#### [Exercises to complete]
a – According to the blog note on A Handful of Dust, which newspaper's book club chose the novel as a selection of the month?
b – The quoted article in the blog note on A Handful of Dust names three things the book's people are careless about. List them.
c – Summarize the blog note on A Handful of Dust in two sentences.
··· Selected excerpt ···
7. A Handful of Dust, by Evelyn Waugh:  I read this years ago, but just discovered it’s a selection of the month for the Wall Street Journal book club.  I’ll following along because I think Waugh’s writing is brilliant, this book included.  To quote the Wall Street Journal article on it,

What they’re talking about is this end of civilization, or the end of a certain kind of civilization. He’s saying it’s all falling apart. These people are losing whatever heritage they’ve ever had. But there’s a subtext where he’s saying: And didn’t they have it coming? These are frivolous, morally groundless people, who are careless about their privilege, careless about each other and careless about society. And they need some moral underpinning that they don’t now have.

The character’s are ridiculous enough to make you laugh, but their faults are realistic enough to make you cringe.  The ending is just wonderfully over the top.  It’s great satire.


Girl 2 is waking up.  Gotta go.  Click over to Kelly of This Ain’t the Lyceum for more quick take posts and click over to Modern Mrs. Darcy for more quick lit (she’s finally posting about books she doesn’t like and why she doesn’t).
··· Input data ···
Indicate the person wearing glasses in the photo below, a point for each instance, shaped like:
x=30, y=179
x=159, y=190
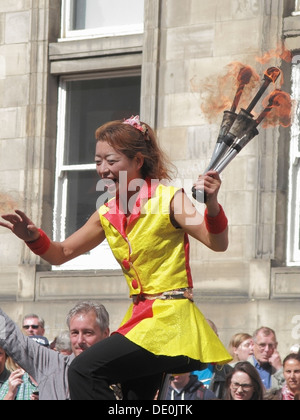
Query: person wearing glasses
···
#### [Response list]
a – The Wall Street Journal.

b – Their privilege, each other and society.

c – The writer read Evelyn Waugh's A Handful of Dust years ago and plans to follow along now that it is a Wall Street Journal book club selection, calling Waugh's writing brilliant. A quoted passage says the book is about the end of a certain kind of civilization among frivolous, morally groundless people, and the writer calls it great satire, with laughably ridiculous characters, cringingly realistic faults and a wonderfully over-the-top ending.